## Provided data
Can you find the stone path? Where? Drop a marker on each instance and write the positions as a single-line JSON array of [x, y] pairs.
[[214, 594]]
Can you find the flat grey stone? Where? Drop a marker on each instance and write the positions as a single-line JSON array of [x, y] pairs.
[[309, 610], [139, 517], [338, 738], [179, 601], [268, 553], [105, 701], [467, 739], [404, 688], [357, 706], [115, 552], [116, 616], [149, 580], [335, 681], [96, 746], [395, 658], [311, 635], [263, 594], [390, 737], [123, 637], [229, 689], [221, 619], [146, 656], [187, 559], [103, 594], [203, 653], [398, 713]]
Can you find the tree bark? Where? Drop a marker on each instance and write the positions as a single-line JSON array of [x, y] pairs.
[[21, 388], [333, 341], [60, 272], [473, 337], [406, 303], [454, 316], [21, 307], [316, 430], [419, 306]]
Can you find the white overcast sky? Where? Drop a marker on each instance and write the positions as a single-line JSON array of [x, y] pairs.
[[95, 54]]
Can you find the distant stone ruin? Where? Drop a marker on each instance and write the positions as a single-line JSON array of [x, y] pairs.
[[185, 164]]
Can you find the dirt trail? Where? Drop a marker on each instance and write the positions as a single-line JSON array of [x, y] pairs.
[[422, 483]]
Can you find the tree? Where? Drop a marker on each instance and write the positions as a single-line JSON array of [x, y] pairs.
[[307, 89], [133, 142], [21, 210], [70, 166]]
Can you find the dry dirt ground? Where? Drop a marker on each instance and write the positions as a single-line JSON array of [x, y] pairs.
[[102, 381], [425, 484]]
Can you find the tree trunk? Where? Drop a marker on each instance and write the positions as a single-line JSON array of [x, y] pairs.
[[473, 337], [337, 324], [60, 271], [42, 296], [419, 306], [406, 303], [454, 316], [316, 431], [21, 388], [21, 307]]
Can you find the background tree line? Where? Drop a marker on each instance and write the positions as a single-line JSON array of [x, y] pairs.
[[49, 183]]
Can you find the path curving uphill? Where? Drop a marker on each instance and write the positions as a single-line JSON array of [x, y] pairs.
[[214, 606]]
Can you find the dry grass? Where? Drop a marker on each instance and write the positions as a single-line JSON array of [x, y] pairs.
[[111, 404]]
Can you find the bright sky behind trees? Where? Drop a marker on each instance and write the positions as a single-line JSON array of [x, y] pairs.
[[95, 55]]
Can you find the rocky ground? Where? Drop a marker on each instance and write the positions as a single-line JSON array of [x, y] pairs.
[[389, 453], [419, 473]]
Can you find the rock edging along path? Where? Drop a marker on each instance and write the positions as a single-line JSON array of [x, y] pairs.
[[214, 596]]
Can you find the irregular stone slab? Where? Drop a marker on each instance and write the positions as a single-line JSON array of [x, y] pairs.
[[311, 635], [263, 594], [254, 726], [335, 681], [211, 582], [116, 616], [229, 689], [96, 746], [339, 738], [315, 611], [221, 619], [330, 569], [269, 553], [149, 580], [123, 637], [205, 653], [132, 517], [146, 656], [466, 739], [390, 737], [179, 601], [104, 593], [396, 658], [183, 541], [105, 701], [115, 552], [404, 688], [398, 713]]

## Your task
What's needed is every line of the listing, transcribed word for word.

## Your response
Can you find the stone path? Where? Drop a marker on each instance and write the positions as a single-line JSON array of [x, y] pairs.
[[214, 594]]
Can you find the flat grey stone? Where? Drop a marker on each instance and write the positions as a single-line JSON array of [x, y] pairs.
[[309, 610], [139, 517], [338, 738], [179, 601], [268, 553], [105, 701], [467, 739], [404, 688], [357, 706], [115, 552], [116, 616], [149, 580], [335, 681], [96, 746], [395, 658], [311, 635], [263, 594], [390, 737], [123, 637], [229, 689], [221, 619], [146, 656], [187, 559], [103, 594], [203, 653], [398, 713]]
Can you find the tree bark? Where? Drop a marker on each instance and write the positions as a single-line JSON array of [x, y] pairs.
[[21, 388], [333, 341], [60, 272], [473, 337], [406, 303], [454, 316], [21, 307], [316, 430], [419, 306]]
Can you find the white overcast sky? Where? Drop a marker on each instance and write the positions as a single-line JSON array of [x, y] pairs.
[[95, 54]]
Can you find the distant stone ruin? Where? Drop a marker on each instance and write the positions as a single-line JSON array of [x, y] pairs.
[[185, 164]]
Can you find the dirt trail? Where? Drop a marker on each instance and write the positions as a single-line JSON array of [x, y] pairs.
[[422, 483]]
Can you find the tree? Where? Drop a marker on each instance and write the positions as a single-line JSON array of [x, y] pairs.
[[307, 89], [133, 142], [21, 210], [70, 166]]
Can you find the dry dirt ground? Where? Drop a marker on each instance and write the positions as a single-line JSON array of [x, y] pairs.
[[102, 381], [425, 484]]
Can you find the tree trunk? Where? Drop a marker on each instance and write the positions as a single-line JSON array of [x, y] pairs.
[[473, 337], [337, 324], [60, 271], [42, 296], [419, 306], [406, 303], [454, 316], [316, 431], [21, 388], [21, 307]]
Can you find the background tree line? Where? Drop a marker on each instance and write the positions as a single-line JSON array of [x, y] pairs.
[[49, 183]]
Can you find the path curving uphill? Where? Drop a marker on each instance and write the positions as a single-line JSON array of [x, y] pairs.
[[214, 606]]
Can you find the dry grass? Where? Drop a marker on each instance and write the positions as a single-line JSON array of [x, y] pairs.
[[111, 404]]
Can you find the bright sky behind trees? Where? Drop a marker on each instance and write the positions as a single-line JSON array of [x, y] pairs.
[[95, 55]]
Can you find the rocky ground? Where? Drop a marker on each instance and write the positions as a single-line JSON array of [x, y] pairs.
[[389, 453], [419, 473]]
Can you find the rock edging along path? Where? Drop a marker on each instance and write the positions as a single-line JSON array of [x, y] pairs.
[[214, 596]]
Can you find the irregular stone slab? Where? Drop a marker on each instance and write the positions as a single-line JSON array of [x, y] pairs.
[[311, 635], [263, 594], [254, 726], [335, 681], [211, 582], [116, 616], [229, 689], [96, 746], [339, 738], [315, 611], [221, 619], [330, 569], [269, 553], [149, 580], [123, 637], [205, 653], [132, 517], [146, 656], [466, 739], [390, 737], [179, 601], [104, 593], [396, 658], [183, 541], [105, 701], [115, 552], [404, 688], [398, 713]]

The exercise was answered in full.